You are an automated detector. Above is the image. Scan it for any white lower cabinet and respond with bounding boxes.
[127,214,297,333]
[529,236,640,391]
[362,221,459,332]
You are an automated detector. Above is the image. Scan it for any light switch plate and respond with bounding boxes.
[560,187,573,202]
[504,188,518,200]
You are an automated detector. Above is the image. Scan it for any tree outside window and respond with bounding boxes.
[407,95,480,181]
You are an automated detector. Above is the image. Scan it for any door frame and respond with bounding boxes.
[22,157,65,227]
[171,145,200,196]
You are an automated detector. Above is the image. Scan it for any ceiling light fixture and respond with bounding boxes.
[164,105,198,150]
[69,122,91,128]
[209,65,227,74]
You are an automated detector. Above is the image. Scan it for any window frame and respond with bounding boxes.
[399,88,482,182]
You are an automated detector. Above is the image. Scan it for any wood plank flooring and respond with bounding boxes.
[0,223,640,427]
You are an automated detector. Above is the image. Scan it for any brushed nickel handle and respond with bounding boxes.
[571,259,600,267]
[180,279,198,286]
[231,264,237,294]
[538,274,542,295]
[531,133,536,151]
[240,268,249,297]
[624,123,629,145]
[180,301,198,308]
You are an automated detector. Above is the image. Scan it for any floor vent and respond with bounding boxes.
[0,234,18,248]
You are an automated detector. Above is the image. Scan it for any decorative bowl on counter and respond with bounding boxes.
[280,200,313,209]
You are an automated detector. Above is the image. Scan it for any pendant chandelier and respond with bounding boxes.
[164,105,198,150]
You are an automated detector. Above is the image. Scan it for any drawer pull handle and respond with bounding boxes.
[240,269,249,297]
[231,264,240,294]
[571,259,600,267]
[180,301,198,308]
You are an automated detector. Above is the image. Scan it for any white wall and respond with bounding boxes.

The problem >> Rewrite all of the rows above as a numbered list, and leave out any blank lines.

Solution >>
1. You are an automated detector. Above is the image. Scan it for any white lower cabinet and respond with bounding boxes.
2. [127,214,297,333]
3. [529,236,640,391]
4. [362,221,459,332]
5. You are an automated detector. Above is the image. Scan it for any light switch plate and respond with bounding boxes.
6. [560,187,573,202]
7. [504,188,518,200]
8. You are an automated detector. Above is the image. Scan it for any tree outside window and respond with bounding boxes.
9. [407,95,480,181]
10. You are an automated detector. Above is the image. Scan it for any door frame and respond with bounding boxes.
11. [22,157,65,227]
12. [171,145,200,196]
13. You are an automated detector. Above is the image. Scan it for any ceiling light fixture and respond with bounding boxes.
14. [164,105,198,150]
15. [69,122,91,128]
16. [209,65,227,74]
17. You are an automated detector. Above is the image. Scan it for any window frame and respond with bounding boxes.
18. [399,88,482,182]
19. You are an automated detector. Above is the image. Scan it for any wood plank flooring and respond with bounding boxes.
20. [0,223,640,427]
21. You are an automated detector. Above is the image. Scan it for any brushed nickel handle and respond with bounding boxes.
22. [571,259,600,267]
23. [180,279,198,286]
24. [231,264,237,294]
25. [538,274,542,295]
26. [531,133,536,151]
27. [240,268,249,297]
28. [624,123,629,145]
29. [180,301,198,308]
30. You are an automated detector. Above is the image. Scan it for any floor vent and respond with bounding boxes.
31. [0,234,18,248]
32. You are an automated detector. Above is the image. Scan it for any decorative bowl on counter and respond with bounding boxes.
33. [280,200,313,209]
34. You are an automated detector. Above is the image. Scan it for any pendant chandelier and respond with bounding boxes.
35. [164,105,198,150]
36. You are an automated detector. Above is the image. Scan it for any drawer pull handle and respond with bounding boxes.
37. [240,269,249,297]
38. [231,264,240,294]
39. [571,259,600,267]
40. [180,301,198,308]
41. You are an automated detector. Above is the image. Scan it for any white wall and respond with bounding boxes.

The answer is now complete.